Tenemos nuestras carreteras llenas de señales. Y nuestras ciudades están tomadas, absolutamente invadidas, por las señales.

Es hora de empezar a quitar la gran mayoría. Por seguridad, porque tantas señales hacen que las importantes pasen desapercibidas. Por estética, porque lo tapan todo. Por economía, porque hay que mantenerlas y limpiarlas (allí donde el mantenimiento se realiza). Y por movilidad, porque las aceras llenas de señales que complican la vida a los peatones, a todos, y no digamos ya a las personas con discapacidad, a los carritos de bebé, a los mayores.

Resulta muy absurdo, por ejemplo, que nuestras ciudades aparezcan plagadas de señales geográficas. “Plaza Mayor”, con una flecha a la derecha. ¿En serio? Los residentes saben dónde está y los visitantes se hacen llevar por un guía, se llame taxista o teléfono móvil.
= = = = =
Ejercicios
1/ Pasa al inglés esta oración del texto sobre las señales: «Es hora de empezar a quitar la gran mayoría.»
2/ Reproduce sin cambios un fragmento del texto sobre las señales: empieza en las palabras "Tenemos nuestras carreteras" y detente después de "o teléfono móvil.".
Los datos no tienen ningún papel en este trabajo.

(Registros de coordenadas anotados)
= = = = =
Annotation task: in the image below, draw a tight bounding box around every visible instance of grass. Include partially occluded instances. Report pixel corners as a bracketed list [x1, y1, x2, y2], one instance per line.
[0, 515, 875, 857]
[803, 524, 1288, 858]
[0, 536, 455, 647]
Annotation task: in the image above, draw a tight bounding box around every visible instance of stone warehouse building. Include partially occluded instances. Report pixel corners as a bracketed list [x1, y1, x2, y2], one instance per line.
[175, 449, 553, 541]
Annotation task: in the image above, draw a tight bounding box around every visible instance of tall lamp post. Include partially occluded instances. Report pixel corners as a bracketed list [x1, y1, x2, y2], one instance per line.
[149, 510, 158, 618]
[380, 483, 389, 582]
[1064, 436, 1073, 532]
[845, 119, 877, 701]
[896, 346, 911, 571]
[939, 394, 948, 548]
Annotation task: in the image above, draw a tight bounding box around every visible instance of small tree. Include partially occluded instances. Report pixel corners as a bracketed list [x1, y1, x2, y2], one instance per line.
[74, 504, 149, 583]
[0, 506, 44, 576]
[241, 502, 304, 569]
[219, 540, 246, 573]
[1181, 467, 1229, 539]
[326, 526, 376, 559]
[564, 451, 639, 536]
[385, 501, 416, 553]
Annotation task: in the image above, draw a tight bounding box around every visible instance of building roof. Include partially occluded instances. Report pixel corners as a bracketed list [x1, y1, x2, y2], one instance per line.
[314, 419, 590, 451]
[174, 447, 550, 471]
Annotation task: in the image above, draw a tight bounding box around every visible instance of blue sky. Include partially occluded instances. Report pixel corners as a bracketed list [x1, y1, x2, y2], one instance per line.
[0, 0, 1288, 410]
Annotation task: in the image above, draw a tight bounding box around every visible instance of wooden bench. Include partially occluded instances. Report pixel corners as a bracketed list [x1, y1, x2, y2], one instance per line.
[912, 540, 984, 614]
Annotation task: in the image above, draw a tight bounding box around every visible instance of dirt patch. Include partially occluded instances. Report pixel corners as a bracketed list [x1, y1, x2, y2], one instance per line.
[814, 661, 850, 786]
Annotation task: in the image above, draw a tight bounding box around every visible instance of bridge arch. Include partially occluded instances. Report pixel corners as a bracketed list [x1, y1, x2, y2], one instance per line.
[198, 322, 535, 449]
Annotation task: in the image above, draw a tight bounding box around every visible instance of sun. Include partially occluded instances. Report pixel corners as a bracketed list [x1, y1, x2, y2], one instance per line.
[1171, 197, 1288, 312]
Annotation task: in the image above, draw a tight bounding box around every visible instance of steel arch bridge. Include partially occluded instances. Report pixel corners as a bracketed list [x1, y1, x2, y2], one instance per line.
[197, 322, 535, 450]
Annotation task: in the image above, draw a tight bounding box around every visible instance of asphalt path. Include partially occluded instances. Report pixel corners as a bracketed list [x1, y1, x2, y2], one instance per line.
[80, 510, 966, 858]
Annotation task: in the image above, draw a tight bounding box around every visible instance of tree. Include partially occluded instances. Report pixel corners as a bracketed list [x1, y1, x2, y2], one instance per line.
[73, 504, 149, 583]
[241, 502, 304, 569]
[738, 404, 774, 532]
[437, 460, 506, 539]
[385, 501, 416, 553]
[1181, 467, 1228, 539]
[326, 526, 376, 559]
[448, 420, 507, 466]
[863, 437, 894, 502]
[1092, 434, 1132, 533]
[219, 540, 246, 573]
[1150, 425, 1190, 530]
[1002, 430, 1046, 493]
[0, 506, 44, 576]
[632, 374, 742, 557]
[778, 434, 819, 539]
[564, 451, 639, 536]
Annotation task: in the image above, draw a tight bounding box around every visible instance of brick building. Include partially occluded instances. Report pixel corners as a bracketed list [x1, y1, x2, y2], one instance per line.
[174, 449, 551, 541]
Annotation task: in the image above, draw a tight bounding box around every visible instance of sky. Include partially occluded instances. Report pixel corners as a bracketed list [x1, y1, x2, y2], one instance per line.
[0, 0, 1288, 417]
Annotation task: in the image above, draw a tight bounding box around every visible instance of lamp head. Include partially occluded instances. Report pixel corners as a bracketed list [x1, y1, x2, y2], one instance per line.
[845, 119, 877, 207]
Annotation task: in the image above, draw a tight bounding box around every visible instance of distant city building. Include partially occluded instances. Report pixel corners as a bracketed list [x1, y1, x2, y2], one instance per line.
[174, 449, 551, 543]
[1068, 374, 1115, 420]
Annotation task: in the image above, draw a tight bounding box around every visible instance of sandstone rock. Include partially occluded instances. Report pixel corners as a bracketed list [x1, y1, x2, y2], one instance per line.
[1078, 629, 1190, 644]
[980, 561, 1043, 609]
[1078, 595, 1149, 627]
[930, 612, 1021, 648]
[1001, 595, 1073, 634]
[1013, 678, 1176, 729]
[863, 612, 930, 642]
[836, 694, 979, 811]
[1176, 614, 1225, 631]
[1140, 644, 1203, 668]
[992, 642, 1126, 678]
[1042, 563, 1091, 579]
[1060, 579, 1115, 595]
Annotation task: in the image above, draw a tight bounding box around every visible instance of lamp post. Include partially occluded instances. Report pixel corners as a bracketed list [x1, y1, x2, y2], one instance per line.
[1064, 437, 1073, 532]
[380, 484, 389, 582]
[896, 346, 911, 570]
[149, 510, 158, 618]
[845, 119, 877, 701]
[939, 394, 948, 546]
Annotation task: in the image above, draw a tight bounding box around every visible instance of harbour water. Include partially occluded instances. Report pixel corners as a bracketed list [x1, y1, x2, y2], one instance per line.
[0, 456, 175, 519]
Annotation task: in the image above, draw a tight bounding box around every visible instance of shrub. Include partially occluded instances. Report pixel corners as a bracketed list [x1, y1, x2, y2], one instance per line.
= = = = =
Resultados por tarea
1/ It is time to start removing the vast majority.

2/
Tenemos nuestras carreteras llenas de señales. Y nuestras ciudades están tomadas, absolutamente invadidas, por las señales.

Es hora de empezar a quitar la gran mayoría. Por seguridad, porque tantas señales hacen que las importantes pasen desapercibidas. Por estética, porque lo tapan todo. Por economía, porque hay que mantenerlas y limpiarlas (allí donde el mantenimiento se realiza). Y por movilidad, porque las aceras llenas de señales que complican la vida a los peatones, a todos, y no digamos ya a las personas con discapacidad, a los carritos de bebé, a los mayores.

Resulta muy absurdo, por ejemplo, que nuestras ciudades aparezcan plagadas de señales geográficas. “Plaza Mayor”, con una flecha a la derecha. ¿En serio? Los residentes saben dónde está y los visitantes se hacen llevar por un guía, se llame taxista o teléfono móvil.